■ **Prompt**: In the entries that follow, the line with "the purple morning" opens the range and the line with "Look at the photo above. For each instance of the dark" closes it; repeat that range exactly, both lines included.

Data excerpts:

= Beginning of Section =

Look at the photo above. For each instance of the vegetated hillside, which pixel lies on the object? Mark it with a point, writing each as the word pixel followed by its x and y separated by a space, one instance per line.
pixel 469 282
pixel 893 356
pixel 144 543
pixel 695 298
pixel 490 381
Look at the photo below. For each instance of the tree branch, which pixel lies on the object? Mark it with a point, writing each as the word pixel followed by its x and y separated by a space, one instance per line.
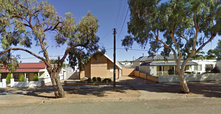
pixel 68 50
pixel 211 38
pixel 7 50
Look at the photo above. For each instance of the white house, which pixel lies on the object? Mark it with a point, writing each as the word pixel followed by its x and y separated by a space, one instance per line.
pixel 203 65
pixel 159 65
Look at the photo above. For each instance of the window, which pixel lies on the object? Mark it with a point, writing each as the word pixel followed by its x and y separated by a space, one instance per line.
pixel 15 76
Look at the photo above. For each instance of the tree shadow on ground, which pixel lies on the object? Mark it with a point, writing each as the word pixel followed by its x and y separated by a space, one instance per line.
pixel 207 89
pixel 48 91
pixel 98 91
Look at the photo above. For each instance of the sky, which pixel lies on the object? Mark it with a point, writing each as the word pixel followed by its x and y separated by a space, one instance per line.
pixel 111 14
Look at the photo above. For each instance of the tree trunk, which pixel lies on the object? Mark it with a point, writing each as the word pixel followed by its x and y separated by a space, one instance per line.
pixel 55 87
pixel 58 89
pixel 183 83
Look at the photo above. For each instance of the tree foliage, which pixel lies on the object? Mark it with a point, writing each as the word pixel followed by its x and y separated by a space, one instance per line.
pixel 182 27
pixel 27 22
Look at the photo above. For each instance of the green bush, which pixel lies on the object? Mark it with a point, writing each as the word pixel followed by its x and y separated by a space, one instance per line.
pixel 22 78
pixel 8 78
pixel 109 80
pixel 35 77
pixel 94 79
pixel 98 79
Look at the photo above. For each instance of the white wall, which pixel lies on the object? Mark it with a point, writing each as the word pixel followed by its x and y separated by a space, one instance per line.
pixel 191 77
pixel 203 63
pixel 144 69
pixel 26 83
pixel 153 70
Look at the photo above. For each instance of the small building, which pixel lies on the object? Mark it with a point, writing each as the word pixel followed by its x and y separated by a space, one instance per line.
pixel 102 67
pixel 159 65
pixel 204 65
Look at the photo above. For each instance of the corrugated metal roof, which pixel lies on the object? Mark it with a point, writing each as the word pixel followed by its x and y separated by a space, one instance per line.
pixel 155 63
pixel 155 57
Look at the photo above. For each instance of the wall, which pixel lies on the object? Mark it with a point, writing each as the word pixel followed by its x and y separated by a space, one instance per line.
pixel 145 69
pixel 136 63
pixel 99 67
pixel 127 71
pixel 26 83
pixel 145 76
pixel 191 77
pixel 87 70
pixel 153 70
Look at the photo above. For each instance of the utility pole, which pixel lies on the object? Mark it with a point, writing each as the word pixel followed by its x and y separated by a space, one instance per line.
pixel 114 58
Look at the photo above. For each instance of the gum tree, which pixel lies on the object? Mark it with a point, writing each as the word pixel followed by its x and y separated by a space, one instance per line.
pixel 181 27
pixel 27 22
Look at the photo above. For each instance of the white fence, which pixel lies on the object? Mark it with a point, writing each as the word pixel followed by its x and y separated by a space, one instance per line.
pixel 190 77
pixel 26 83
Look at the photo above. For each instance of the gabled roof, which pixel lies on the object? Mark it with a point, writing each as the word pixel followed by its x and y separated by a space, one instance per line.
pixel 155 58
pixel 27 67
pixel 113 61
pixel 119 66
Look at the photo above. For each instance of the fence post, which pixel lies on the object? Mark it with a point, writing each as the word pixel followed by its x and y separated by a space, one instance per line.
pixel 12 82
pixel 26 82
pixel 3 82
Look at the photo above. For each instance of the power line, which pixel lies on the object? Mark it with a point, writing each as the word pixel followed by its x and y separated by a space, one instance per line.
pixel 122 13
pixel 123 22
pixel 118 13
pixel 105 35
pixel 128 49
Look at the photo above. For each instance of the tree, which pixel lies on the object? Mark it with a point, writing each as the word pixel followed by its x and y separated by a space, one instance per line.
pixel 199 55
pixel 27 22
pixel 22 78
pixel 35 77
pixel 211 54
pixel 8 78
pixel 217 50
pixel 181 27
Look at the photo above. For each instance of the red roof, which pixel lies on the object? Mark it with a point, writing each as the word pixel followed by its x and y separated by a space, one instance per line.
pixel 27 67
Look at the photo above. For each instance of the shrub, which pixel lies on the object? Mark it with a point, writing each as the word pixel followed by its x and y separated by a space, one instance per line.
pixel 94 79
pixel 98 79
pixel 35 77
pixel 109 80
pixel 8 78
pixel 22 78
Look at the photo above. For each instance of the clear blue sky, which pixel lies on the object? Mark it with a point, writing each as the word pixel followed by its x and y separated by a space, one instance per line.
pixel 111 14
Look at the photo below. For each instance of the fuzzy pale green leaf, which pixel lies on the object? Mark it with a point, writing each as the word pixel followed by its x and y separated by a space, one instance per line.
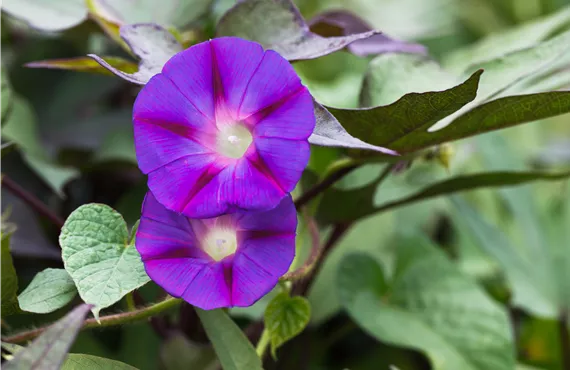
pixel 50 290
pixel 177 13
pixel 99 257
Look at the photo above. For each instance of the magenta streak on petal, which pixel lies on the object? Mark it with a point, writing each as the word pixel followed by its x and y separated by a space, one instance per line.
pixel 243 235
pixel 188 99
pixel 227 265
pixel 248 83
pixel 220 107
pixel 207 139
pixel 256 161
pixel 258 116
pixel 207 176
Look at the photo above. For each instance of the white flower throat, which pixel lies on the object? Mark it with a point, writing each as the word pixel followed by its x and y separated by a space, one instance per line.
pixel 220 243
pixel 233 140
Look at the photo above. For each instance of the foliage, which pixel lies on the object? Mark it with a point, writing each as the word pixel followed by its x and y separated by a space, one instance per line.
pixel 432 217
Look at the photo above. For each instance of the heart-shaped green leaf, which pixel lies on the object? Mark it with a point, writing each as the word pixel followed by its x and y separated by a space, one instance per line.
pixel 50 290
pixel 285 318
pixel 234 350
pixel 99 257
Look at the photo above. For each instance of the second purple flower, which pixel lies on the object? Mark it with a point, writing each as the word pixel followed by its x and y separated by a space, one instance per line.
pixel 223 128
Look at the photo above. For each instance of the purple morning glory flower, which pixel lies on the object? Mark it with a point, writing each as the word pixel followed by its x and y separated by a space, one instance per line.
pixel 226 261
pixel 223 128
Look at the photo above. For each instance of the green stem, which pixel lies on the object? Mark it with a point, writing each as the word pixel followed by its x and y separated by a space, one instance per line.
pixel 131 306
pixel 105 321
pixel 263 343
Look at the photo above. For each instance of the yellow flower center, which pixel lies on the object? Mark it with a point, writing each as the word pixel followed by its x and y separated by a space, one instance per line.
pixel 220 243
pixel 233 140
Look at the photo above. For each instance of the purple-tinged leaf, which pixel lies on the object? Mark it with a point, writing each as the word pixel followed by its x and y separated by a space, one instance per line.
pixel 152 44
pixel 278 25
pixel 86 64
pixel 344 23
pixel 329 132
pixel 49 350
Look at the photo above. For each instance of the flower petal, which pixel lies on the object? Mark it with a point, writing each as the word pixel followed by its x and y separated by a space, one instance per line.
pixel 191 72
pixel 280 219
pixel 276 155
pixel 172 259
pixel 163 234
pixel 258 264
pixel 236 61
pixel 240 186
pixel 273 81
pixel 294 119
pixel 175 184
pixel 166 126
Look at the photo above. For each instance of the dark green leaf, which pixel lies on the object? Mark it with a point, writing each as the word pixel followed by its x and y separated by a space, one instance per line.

= End of Section =
= Beginning of Section =

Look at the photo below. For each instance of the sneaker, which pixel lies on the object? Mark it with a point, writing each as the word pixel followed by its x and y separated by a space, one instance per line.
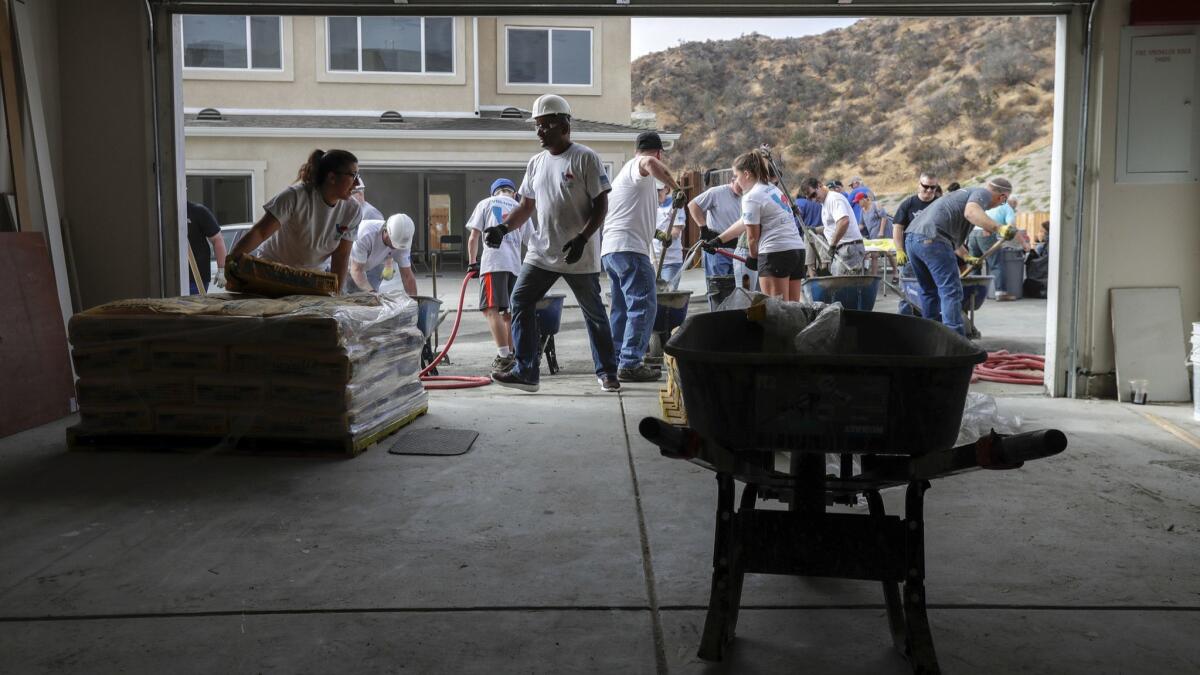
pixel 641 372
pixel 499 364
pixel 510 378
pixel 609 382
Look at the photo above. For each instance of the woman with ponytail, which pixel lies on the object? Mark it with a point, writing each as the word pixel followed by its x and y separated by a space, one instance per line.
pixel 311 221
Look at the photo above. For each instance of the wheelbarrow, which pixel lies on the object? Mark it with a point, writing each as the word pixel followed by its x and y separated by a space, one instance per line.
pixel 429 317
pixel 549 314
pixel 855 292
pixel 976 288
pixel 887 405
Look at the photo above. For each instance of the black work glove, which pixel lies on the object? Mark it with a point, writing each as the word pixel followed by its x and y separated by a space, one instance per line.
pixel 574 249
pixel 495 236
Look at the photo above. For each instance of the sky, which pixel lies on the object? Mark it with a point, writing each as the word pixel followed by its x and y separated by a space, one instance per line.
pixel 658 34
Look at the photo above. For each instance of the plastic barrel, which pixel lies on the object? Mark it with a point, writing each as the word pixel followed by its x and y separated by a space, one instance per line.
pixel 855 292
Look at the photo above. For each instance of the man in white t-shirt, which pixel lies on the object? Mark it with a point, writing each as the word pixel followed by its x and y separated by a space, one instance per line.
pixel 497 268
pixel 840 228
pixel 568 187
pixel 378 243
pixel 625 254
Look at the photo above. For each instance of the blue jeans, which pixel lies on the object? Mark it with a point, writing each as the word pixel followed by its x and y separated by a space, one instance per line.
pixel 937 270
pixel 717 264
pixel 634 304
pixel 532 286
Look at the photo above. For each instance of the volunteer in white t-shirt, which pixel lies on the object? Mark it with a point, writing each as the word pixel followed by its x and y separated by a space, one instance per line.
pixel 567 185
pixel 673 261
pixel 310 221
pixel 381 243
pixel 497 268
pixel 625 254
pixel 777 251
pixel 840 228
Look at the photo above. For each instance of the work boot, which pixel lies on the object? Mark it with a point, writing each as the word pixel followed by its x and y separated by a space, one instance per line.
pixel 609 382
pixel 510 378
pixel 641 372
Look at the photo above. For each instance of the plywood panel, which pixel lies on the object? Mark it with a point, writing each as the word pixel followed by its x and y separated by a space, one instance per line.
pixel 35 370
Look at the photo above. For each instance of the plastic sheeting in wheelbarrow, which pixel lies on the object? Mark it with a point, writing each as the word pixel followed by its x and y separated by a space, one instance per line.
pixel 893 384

= End of Section =

■ **Answer to this exercise**:
Look at the photo above. For each instance of the purple morning glory flower, which pixel lies on the object? Mark it with a point, writing each as the word pixel followed by its x and y separated by a space, one instance per line.
pixel 226 261
pixel 223 128
Look at the photo above. For each instance of the green stem, which pixel lies on the object? Mark it with a point, writing each as the word pixel followed by its x and y separated by a space, one instance per line.
pixel 131 306
pixel 105 321
pixel 263 343
Look at the photo above. For each instance of the yellow flower center, which pixel lies on the object? Mark it with a point, writing each as the word pixel followed by its x and y separated by a space, one instance per line.
pixel 220 243
pixel 233 140
Look at the photo above. For each instance of the purple-tinged leaf, which pixel lies on the object? Mark it with a point, writing each as the word pixel followed by its x and y separated by a space, one instance per line.
pixel 152 44
pixel 278 25
pixel 86 64
pixel 344 23
pixel 329 132
pixel 49 350
Look at the photo above. For each instance of the flower petal, which pixel lies on the object? Mark it with a point, writing each as the word pixel followed by its x and y separated by a space, one instance per line.
pixel 191 72
pixel 280 219
pixel 276 155
pixel 172 259
pixel 163 234
pixel 258 264
pixel 236 61
pixel 240 186
pixel 273 81
pixel 294 119
pixel 175 184
pixel 166 126
Look at the photo above. For each instance of the dark green leaf, which pixel lies on the object? Mark it with a point, writing each as the word pixel followed by its x and y separated by a space, one instance per line.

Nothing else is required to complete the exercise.